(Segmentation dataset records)
§ §

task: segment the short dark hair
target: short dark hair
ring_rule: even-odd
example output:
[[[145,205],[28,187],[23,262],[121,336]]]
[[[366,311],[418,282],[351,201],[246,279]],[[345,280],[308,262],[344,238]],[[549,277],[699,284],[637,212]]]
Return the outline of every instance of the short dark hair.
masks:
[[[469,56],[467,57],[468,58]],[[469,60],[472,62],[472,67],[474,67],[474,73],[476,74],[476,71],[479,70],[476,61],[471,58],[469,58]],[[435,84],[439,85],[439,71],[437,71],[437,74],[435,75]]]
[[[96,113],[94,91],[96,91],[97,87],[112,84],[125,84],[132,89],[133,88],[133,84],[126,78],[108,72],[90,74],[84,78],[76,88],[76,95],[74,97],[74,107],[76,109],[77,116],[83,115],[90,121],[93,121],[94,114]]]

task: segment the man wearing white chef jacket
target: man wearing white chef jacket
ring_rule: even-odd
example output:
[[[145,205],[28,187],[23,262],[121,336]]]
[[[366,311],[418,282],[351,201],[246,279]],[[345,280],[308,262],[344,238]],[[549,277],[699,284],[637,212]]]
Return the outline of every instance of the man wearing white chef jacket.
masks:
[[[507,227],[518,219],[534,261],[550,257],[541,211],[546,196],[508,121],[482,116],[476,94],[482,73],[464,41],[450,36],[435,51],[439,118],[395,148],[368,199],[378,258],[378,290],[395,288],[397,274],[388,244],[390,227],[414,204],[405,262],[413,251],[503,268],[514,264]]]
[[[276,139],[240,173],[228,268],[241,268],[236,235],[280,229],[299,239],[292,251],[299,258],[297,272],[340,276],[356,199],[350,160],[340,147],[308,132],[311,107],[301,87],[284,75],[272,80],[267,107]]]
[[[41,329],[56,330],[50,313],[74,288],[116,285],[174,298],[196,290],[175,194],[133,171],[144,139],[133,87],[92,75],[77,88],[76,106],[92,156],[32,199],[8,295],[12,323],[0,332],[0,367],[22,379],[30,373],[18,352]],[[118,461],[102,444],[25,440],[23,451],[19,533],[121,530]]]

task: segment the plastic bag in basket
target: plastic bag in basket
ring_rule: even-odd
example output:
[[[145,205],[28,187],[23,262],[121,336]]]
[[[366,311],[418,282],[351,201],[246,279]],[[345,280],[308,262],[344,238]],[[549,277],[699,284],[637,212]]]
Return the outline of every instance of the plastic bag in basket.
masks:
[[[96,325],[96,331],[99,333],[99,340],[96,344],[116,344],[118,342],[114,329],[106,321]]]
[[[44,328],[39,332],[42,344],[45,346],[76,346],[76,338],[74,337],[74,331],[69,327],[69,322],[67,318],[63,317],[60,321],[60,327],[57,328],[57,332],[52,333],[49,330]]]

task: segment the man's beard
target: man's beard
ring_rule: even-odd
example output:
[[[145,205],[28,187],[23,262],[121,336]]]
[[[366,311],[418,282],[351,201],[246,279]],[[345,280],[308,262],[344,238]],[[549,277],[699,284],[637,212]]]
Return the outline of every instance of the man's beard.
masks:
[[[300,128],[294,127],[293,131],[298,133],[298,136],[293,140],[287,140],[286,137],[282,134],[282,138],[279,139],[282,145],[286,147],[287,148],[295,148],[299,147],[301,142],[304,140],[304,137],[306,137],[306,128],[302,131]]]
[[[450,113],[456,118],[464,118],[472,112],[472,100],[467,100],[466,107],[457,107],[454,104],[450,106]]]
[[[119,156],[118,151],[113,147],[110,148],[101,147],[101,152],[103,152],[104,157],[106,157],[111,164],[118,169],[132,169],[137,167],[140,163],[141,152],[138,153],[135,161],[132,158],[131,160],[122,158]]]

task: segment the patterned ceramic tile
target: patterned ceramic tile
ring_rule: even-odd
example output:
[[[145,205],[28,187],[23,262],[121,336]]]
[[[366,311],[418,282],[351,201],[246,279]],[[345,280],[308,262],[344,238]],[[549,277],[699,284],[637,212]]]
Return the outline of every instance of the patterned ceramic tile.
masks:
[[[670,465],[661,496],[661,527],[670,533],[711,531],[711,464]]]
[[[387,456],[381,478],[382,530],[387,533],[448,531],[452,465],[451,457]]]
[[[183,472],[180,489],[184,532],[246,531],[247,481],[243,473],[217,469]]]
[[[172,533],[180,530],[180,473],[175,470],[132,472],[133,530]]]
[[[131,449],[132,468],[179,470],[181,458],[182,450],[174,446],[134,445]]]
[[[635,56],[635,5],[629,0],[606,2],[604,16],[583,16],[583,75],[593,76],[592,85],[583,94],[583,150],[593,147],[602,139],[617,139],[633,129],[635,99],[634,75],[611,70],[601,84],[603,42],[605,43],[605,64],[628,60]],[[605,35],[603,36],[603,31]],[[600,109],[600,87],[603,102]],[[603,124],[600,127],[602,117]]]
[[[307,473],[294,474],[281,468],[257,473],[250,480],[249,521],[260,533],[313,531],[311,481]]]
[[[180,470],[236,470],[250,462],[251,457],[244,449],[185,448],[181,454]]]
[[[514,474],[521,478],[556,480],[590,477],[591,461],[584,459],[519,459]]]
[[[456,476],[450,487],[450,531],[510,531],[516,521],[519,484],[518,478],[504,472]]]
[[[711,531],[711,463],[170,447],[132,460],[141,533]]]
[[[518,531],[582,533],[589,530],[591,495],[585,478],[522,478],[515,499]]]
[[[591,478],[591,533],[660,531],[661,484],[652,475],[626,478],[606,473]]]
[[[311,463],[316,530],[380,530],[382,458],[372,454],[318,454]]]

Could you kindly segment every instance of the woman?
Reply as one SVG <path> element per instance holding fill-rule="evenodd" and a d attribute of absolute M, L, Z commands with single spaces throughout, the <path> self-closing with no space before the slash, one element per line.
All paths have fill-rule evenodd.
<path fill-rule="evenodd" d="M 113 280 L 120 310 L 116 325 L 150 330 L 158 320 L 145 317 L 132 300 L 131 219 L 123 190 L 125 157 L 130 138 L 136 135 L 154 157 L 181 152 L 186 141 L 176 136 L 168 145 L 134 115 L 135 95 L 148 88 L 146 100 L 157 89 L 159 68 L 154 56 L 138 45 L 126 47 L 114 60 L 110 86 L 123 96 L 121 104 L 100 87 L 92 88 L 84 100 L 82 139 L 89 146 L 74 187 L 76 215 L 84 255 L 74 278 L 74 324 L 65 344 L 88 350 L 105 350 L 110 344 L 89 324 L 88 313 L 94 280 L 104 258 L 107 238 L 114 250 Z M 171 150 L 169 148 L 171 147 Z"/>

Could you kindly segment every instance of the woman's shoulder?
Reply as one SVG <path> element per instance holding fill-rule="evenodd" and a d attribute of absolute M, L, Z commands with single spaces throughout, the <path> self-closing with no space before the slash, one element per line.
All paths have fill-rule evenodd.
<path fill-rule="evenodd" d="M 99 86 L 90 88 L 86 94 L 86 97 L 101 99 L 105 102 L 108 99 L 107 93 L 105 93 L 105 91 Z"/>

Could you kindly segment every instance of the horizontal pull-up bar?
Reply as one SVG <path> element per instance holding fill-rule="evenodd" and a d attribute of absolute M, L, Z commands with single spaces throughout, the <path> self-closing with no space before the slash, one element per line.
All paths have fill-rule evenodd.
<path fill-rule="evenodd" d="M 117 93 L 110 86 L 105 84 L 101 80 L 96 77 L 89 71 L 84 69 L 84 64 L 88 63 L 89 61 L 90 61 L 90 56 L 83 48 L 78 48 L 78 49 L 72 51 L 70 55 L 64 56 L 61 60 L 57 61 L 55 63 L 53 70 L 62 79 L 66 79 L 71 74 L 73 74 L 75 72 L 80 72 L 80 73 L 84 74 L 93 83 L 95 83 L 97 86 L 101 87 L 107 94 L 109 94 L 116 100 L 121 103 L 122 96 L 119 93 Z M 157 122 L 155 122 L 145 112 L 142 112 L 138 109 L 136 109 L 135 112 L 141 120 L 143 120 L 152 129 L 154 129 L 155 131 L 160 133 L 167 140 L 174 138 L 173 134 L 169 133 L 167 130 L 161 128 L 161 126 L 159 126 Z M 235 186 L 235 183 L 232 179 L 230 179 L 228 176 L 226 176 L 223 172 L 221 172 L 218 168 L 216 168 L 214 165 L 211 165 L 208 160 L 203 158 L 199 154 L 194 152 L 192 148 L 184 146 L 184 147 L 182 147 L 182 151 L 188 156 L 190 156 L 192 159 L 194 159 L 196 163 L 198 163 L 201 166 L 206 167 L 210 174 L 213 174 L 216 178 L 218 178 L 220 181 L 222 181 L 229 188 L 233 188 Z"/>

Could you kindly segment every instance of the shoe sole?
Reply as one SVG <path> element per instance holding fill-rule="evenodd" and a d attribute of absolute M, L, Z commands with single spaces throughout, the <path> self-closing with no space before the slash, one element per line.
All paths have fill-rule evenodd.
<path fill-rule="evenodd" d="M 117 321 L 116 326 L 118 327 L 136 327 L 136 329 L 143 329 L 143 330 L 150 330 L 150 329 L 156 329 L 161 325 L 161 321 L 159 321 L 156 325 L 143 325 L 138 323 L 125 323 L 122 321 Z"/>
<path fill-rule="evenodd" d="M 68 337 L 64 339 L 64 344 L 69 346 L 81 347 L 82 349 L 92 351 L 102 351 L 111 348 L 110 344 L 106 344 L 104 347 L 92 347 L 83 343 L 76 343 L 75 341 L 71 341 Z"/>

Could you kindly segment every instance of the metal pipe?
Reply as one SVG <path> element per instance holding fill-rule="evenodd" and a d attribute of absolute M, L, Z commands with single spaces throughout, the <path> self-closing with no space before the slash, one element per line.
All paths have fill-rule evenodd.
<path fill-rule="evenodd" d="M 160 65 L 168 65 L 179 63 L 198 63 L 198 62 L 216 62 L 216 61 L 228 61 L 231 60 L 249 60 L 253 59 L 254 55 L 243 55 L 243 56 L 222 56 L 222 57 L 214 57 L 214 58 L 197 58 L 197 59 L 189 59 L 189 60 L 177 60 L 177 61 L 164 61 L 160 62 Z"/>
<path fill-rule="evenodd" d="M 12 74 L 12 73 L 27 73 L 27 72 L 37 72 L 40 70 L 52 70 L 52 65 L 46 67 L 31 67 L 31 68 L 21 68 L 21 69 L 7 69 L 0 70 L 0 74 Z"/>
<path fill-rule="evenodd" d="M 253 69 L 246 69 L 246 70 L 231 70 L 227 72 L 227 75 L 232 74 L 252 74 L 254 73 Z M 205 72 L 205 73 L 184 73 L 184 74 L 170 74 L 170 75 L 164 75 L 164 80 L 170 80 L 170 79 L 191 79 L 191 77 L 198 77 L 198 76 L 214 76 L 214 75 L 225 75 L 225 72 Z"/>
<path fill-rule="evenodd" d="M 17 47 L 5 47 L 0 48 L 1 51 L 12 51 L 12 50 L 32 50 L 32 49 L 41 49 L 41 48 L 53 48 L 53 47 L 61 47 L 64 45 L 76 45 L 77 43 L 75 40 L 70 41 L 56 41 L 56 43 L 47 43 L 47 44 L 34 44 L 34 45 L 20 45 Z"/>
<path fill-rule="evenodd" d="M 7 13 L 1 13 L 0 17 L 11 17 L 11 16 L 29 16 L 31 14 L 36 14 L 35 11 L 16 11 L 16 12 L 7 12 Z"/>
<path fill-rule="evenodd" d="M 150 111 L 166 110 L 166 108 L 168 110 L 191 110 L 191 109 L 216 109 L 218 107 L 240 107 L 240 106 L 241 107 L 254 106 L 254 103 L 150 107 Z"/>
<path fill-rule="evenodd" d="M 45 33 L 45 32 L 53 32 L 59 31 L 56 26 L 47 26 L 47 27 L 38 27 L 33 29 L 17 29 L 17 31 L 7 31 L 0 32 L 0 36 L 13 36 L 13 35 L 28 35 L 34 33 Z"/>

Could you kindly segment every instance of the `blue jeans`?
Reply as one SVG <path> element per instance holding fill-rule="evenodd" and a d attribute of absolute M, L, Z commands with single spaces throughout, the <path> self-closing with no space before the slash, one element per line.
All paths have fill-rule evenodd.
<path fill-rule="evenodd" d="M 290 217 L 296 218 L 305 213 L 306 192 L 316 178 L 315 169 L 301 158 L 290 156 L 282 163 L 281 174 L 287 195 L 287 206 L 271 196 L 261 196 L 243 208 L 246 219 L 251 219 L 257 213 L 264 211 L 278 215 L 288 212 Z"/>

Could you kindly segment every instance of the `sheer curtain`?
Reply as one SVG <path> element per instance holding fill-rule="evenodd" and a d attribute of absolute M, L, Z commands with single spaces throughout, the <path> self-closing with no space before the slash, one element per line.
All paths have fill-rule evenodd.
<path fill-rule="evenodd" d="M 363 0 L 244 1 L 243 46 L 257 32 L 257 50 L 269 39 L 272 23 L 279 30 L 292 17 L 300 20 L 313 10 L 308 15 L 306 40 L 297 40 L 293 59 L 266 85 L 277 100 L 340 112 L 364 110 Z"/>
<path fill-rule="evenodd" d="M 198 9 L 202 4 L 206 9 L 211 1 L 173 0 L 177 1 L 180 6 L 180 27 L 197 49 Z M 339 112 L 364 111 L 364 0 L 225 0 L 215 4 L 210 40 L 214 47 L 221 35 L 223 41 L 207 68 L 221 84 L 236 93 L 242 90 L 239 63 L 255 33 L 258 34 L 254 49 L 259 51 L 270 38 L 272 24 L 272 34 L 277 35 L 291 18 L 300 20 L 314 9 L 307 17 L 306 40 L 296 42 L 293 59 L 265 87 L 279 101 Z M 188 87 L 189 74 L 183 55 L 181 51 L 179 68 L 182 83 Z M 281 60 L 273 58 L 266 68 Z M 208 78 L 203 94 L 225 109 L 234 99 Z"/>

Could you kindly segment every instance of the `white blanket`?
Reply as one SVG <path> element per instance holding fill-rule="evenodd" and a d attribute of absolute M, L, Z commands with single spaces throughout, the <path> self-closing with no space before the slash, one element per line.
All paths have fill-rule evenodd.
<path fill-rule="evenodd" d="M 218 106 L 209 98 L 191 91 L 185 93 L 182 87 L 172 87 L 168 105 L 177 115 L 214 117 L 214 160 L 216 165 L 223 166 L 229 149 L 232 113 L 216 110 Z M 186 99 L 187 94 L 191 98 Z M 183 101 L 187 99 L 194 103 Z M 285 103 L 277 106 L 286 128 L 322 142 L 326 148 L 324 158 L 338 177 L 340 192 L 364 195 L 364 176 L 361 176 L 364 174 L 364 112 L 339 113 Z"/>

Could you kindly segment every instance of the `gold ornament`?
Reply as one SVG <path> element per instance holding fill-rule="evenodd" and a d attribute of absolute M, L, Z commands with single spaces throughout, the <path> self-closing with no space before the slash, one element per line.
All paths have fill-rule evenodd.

§ §

§ Task requirements: Rescale the data from the line with "Could you kindly segment every instance of the shoe" up to and including the line with "68 337 L 64". Reproduce every one of those lines, with each coordinate in the outline answers multiplied by 2 and rounded to a whole number, halves rounded up, and leave the requests and their format descriptions unchanged.

§ Solution to the problem:
Could you kindly segment every instance of the shoe sole?
Reply as one SVG <path> element per instance holding fill-rule="evenodd" and a d attribute of absolute M, L, Z commands with single spaces throughout, the <path> self-closing with no space before the slash, one element per line.
All paths have fill-rule evenodd.
<path fill-rule="evenodd" d="M 234 642 L 232 652 L 236 654 L 272 654 L 272 658 L 286 658 L 286 660 L 300 660 L 300 658 L 312 658 L 322 650 L 322 642 L 318 642 L 312 650 L 286 650 L 276 646 L 250 646 L 244 642 Z"/>
<path fill-rule="evenodd" d="M 136 674 L 128 678 L 128 688 L 138 692 L 162 694 L 164 698 L 184 702 L 204 702 L 222 696 L 220 688 L 212 688 L 208 694 L 184 694 L 166 686 L 152 686 L 150 682 L 142 682 Z"/>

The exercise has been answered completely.